## What the task asks
Repeat nothing but the lines below running from the one containing "Target: white shirt collar in painting" to the one containing "Guideline: for every instance of the painted". Keep both end lines.

## Exercise input
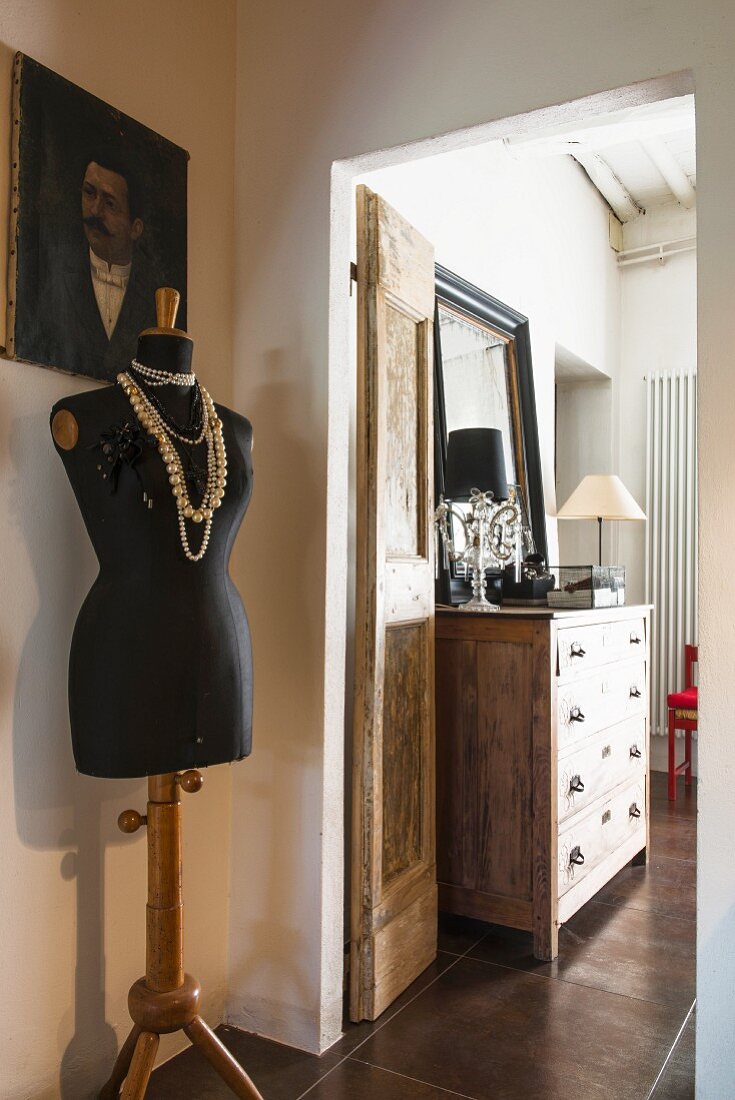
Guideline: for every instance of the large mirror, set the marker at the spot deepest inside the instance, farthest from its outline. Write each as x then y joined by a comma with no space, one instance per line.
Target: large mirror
484,378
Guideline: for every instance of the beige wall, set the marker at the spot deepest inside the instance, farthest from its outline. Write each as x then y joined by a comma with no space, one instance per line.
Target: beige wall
73,897
328,80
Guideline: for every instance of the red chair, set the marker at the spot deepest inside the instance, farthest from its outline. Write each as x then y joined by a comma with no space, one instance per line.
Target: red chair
682,715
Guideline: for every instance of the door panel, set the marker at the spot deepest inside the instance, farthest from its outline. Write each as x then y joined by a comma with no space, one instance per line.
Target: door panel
394,892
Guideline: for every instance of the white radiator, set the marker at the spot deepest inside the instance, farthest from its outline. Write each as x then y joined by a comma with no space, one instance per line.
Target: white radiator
671,545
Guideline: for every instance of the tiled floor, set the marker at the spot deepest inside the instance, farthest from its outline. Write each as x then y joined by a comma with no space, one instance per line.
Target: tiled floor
612,1016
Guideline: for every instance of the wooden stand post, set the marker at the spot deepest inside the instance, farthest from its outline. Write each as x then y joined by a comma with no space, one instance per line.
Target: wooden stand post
166,999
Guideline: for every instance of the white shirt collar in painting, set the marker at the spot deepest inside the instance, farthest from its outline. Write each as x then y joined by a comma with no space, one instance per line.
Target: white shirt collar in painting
110,283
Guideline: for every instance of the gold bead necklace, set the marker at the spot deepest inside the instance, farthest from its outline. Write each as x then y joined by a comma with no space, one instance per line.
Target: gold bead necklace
211,433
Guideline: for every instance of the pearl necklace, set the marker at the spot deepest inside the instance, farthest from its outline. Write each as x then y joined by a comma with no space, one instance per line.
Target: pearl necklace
152,421
161,377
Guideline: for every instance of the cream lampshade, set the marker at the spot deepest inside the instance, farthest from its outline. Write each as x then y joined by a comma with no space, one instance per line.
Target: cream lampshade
601,496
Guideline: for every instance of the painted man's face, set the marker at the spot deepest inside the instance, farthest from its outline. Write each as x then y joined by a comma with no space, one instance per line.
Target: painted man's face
110,230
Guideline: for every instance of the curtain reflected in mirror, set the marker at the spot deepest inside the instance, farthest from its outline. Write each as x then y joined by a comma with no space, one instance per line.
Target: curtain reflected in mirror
476,381
484,380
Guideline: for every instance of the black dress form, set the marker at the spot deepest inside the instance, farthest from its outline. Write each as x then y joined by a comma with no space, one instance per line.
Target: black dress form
161,666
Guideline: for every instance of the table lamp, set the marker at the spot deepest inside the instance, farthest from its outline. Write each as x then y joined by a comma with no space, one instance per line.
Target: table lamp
601,496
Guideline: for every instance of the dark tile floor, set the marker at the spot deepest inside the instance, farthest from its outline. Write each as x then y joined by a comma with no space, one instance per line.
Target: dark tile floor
612,1016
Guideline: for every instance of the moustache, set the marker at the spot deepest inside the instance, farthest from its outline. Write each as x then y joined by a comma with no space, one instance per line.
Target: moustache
98,224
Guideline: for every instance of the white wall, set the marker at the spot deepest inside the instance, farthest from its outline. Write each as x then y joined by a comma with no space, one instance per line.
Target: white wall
329,80
73,899
533,233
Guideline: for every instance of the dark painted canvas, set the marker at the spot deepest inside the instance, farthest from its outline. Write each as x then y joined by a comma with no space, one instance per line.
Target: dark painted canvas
98,223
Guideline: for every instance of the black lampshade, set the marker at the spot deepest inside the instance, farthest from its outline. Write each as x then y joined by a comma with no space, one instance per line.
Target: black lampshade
475,459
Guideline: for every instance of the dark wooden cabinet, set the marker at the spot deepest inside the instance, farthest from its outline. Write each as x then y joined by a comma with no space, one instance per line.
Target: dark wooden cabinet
541,761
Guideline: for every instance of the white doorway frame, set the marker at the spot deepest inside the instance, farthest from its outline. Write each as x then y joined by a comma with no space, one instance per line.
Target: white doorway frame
340,397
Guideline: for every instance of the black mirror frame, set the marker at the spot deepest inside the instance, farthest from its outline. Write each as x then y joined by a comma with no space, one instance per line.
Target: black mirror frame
464,298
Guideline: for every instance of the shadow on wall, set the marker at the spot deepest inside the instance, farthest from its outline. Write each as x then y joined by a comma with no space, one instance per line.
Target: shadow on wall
283,777
55,807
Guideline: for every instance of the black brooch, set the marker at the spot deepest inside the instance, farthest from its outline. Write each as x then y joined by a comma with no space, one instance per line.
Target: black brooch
123,444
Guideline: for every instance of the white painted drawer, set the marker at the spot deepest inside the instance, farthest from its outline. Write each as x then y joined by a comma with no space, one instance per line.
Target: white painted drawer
588,647
591,836
599,765
606,696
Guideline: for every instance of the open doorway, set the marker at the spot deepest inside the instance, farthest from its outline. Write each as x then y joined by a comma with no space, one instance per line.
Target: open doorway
542,230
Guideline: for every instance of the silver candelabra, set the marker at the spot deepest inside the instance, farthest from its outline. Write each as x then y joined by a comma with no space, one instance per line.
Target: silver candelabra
492,535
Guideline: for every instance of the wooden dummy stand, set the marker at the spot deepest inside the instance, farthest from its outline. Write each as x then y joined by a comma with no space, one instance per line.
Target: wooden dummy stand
166,999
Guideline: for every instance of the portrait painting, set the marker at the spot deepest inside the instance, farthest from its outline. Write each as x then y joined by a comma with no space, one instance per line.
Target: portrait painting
98,223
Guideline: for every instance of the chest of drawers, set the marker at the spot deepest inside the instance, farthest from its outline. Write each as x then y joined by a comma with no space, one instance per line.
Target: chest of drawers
541,761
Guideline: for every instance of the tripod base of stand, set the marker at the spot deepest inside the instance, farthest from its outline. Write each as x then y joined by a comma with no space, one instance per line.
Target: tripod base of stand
155,1014
166,1000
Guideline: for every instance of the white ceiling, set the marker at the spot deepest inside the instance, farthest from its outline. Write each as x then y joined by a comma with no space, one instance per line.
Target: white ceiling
638,158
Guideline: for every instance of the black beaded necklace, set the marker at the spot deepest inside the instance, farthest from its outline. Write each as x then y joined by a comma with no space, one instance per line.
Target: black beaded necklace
193,429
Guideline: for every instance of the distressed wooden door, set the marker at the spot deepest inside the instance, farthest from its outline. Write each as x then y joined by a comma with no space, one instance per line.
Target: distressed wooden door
394,891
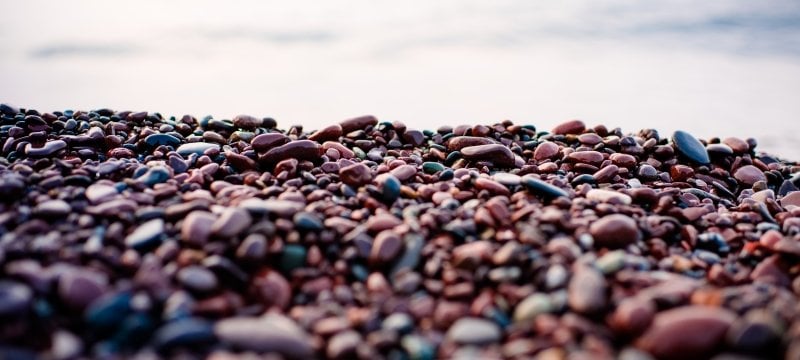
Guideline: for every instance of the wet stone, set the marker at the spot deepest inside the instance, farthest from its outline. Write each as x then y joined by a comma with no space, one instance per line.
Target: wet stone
197,279
15,298
749,175
232,222
50,148
614,231
162,139
268,333
53,208
498,154
686,332
146,235
195,148
690,147
542,188
355,175
474,331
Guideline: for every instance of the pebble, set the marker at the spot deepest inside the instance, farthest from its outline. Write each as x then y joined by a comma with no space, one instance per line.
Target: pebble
474,331
570,127
196,227
15,298
690,147
197,279
146,235
387,246
608,196
355,175
542,188
545,151
459,142
247,122
587,291
53,208
198,148
298,149
498,154
358,123
49,148
232,222
264,142
270,333
614,231
749,175
686,332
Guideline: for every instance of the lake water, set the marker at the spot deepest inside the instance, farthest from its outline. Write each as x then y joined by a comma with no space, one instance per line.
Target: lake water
714,68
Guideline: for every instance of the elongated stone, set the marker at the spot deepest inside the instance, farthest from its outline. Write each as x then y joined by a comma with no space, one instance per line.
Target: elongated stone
690,147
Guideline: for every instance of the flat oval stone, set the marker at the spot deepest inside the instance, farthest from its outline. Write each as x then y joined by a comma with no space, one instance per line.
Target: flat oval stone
738,146
474,331
15,298
569,127
78,288
196,227
459,142
195,148
686,332
328,133
609,196
586,292
432,167
197,278
355,175
52,208
690,147
269,333
545,151
162,139
387,246
232,222
358,123
98,193
498,154
49,148
542,188
282,208
532,306
299,149
262,143
587,157
146,235
185,332
614,231
247,122
749,175
404,172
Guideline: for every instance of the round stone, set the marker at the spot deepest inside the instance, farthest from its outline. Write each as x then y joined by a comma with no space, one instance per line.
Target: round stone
474,331
614,231
749,175
690,147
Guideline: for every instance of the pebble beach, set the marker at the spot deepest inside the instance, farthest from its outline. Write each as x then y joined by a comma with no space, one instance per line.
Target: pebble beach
138,235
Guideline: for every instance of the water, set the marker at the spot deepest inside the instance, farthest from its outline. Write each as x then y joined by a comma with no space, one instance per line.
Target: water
714,68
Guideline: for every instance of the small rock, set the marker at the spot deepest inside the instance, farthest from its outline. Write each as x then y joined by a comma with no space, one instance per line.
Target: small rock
474,331
614,231
269,333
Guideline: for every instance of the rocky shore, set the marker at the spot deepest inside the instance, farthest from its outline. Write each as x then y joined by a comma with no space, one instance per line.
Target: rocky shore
134,235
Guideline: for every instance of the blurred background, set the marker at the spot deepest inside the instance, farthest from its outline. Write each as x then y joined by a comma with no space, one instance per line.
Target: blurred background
713,68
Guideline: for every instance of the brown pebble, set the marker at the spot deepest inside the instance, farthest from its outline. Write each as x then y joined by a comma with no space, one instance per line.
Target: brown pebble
569,127
749,175
614,231
690,332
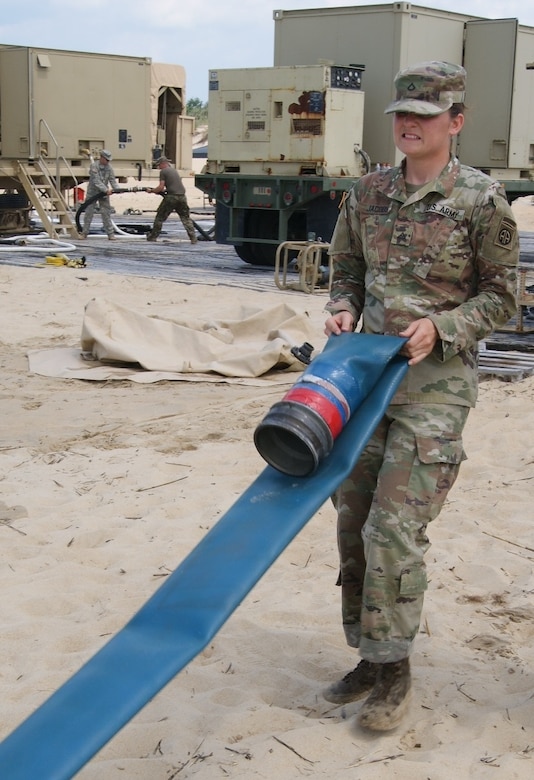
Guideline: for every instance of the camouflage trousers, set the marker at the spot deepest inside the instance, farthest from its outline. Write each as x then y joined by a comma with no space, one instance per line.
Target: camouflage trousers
170,203
105,213
398,486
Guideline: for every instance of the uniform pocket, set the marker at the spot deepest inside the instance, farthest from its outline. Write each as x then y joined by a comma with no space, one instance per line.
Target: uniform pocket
413,581
434,471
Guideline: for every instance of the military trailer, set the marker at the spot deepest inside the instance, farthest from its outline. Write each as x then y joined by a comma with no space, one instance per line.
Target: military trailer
277,173
58,109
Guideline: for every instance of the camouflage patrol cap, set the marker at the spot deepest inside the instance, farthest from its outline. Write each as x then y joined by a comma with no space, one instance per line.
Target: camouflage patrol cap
428,88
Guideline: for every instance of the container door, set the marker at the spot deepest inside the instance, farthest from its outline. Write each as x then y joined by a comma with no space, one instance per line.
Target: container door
489,60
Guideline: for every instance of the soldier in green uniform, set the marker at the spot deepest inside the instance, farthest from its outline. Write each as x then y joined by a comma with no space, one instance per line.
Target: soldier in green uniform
101,181
426,251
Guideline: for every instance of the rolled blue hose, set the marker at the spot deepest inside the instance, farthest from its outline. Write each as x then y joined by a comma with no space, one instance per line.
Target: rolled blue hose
186,612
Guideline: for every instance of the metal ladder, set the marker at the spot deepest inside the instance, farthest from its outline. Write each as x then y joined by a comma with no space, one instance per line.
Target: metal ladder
46,199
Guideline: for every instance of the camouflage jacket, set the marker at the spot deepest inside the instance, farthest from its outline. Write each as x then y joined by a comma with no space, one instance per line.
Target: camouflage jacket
447,252
101,178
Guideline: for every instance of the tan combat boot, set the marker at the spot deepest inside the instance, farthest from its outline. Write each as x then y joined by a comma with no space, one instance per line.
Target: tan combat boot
354,685
389,699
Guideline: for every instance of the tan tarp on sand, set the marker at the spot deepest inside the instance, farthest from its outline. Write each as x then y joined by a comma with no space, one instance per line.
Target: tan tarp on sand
120,343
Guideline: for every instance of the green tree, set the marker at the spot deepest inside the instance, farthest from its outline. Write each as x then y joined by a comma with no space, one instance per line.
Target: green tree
195,107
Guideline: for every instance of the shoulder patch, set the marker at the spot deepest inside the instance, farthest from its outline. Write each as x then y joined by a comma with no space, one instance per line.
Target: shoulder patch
505,233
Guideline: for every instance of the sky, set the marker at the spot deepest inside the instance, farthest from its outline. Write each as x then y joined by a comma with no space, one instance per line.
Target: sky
198,34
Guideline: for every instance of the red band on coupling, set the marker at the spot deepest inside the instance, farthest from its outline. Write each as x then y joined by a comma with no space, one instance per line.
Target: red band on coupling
324,408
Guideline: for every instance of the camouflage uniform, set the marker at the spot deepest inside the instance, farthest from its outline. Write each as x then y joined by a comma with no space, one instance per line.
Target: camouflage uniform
448,252
101,178
174,200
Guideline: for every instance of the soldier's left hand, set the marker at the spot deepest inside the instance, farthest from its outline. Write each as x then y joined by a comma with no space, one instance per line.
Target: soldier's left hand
422,336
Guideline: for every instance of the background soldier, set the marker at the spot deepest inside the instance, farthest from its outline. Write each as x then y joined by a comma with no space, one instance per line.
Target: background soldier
174,199
101,179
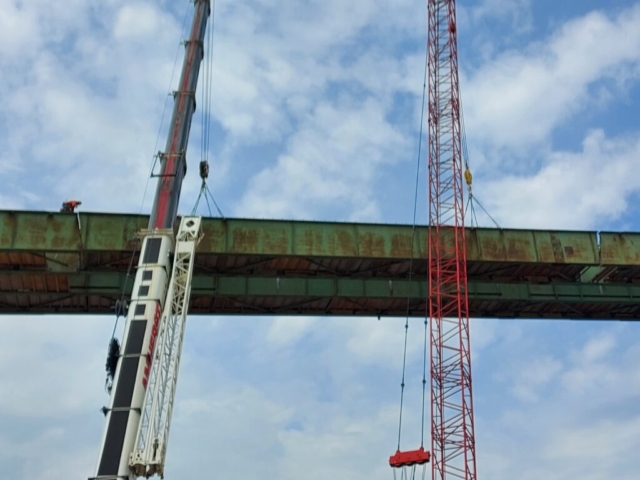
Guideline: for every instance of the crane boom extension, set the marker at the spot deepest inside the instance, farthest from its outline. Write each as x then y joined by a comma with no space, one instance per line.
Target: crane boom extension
145,320
153,431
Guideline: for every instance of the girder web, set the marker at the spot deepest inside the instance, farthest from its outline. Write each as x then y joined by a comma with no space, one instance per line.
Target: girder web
452,431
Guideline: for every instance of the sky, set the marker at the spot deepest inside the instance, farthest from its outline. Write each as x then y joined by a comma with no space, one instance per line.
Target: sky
315,114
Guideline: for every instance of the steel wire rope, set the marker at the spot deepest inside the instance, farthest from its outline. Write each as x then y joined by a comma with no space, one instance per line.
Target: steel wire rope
205,137
120,309
472,198
413,233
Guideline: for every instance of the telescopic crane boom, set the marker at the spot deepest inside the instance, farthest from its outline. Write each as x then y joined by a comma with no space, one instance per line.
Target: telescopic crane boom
139,414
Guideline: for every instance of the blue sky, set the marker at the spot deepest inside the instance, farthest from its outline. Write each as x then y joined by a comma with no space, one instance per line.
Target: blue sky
315,115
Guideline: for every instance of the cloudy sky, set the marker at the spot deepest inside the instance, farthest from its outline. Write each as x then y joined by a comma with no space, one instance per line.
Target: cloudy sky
315,115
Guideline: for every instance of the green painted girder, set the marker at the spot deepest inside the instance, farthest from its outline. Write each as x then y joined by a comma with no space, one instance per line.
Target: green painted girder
66,263
26,231
114,283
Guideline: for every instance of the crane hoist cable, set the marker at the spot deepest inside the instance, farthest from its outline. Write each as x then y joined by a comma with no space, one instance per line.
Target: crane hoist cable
205,142
406,461
468,177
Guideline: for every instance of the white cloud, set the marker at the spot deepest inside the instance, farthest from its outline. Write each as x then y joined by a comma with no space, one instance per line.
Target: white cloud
518,98
571,190
331,162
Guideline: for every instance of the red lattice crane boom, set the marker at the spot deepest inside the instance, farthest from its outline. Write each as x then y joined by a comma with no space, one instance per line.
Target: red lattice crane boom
452,430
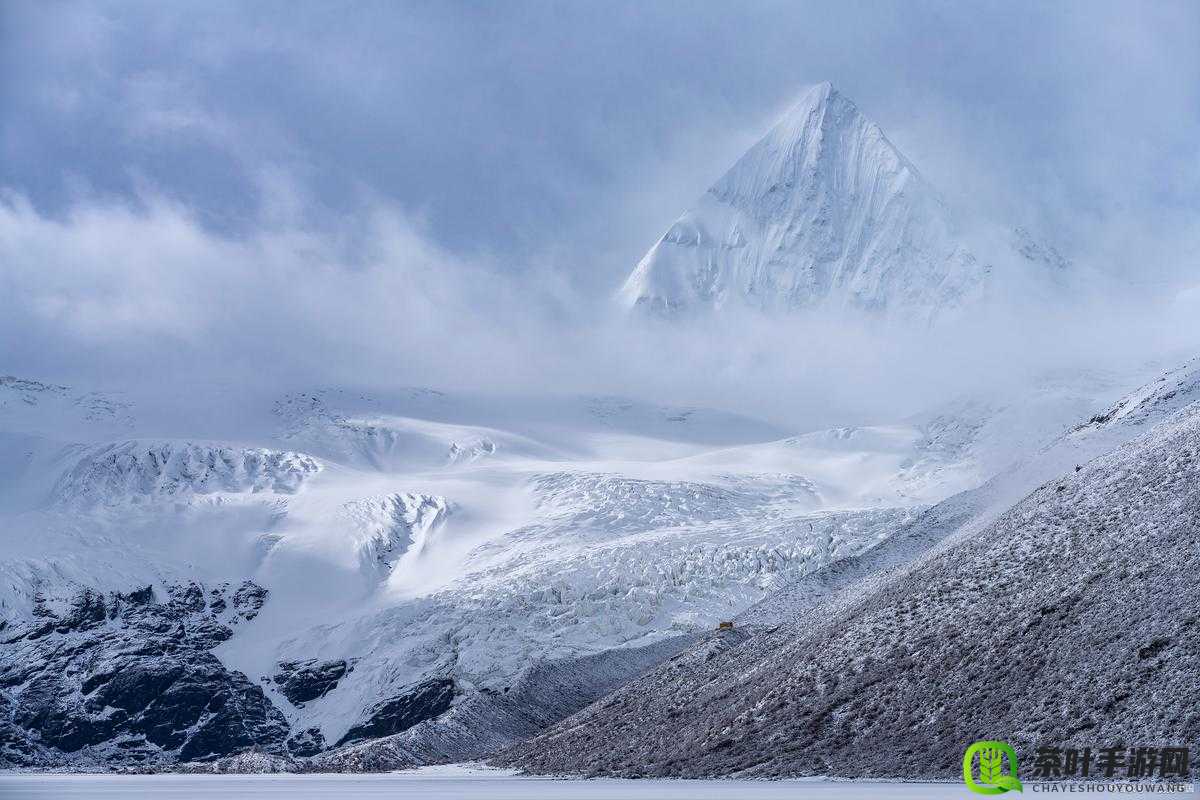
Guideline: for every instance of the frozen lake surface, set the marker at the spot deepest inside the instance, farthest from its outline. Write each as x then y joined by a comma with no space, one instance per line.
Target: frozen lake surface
442,783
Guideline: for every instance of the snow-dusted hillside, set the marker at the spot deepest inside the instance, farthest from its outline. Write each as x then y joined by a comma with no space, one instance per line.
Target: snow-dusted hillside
826,212
420,552
1068,618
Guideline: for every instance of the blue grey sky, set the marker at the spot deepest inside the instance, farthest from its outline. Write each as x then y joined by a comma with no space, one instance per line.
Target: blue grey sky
520,128
245,182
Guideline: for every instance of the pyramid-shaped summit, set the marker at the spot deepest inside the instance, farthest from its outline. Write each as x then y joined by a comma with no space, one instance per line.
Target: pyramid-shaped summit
823,211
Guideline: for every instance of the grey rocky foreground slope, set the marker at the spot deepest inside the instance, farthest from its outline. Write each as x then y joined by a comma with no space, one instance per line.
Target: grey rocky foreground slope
1072,619
127,679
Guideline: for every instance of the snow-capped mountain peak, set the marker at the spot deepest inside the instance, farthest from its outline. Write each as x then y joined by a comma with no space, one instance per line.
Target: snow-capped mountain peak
822,211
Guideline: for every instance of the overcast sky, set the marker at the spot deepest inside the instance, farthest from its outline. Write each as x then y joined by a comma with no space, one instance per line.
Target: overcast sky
549,140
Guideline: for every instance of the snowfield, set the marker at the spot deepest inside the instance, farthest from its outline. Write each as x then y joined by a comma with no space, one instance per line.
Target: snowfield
425,552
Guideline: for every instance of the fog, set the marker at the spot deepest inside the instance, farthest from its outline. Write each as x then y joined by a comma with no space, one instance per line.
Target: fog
449,196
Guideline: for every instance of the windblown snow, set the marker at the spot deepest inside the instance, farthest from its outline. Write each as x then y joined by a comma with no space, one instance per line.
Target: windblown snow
826,212
417,551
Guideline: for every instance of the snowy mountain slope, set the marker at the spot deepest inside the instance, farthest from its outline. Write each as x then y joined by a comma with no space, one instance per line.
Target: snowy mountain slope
1090,575
405,582
825,212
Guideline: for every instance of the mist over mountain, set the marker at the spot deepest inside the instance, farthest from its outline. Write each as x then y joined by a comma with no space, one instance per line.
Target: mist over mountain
358,414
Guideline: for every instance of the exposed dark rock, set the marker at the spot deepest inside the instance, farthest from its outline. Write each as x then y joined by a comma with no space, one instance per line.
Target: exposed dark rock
1073,612
131,679
306,743
306,680
424,702
249,600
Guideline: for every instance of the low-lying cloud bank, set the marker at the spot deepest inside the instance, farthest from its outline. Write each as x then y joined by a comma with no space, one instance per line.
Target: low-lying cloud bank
123,295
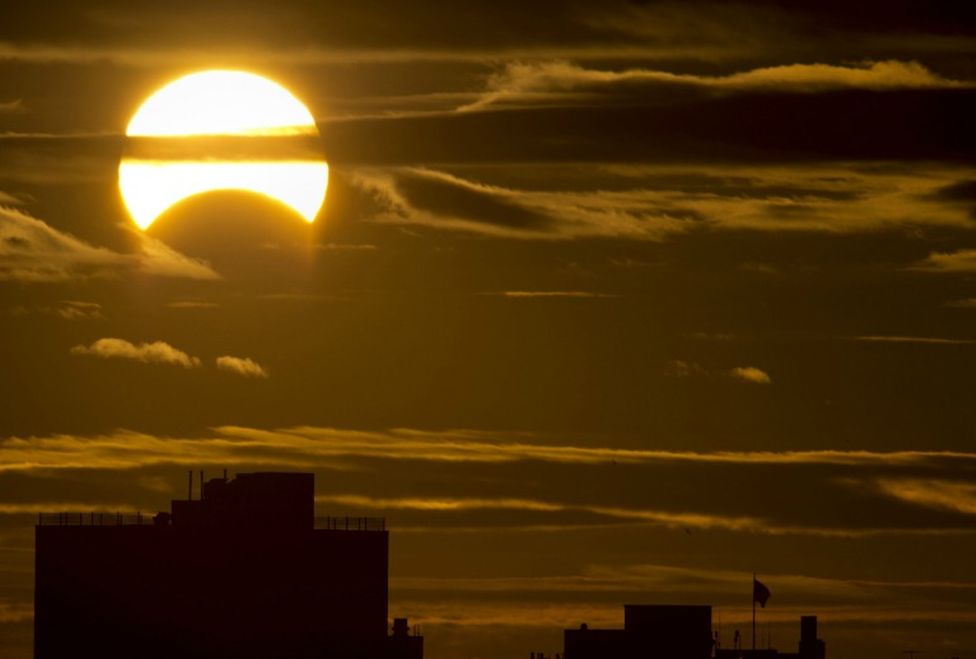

## Result for this task
Target: white shirt collar in painting
110,283
Guideline: for every instance of the gold bead necklace, set the marker at the spot deepest inside the instance, farthest from its outline. Write each as x then y joined by a comma with no space, one instance per line.
Target: gold bead necklace
211,433
Guideline: for every instance of the pearl necklace, set the marker at the spot deepest inside the instance, farthest from its outline. Write each as x then y joined by a comma with no space, one instance per line.
Target: pearl necklace
152,421
161,377
Guideline: for every instance of the cream lampshade, set the marker at the spot deepest inside the instance, farthest from its outline. Write each as x then y joined by a comma with no space, one instance per line.
Target: cream lampshade
601,496
Guideline: for every instance of the painted man's face, set the marker at the spot deepest inside the instance, farthest from its outline. Write each as x then y joined by a comma with no space, one instance per line.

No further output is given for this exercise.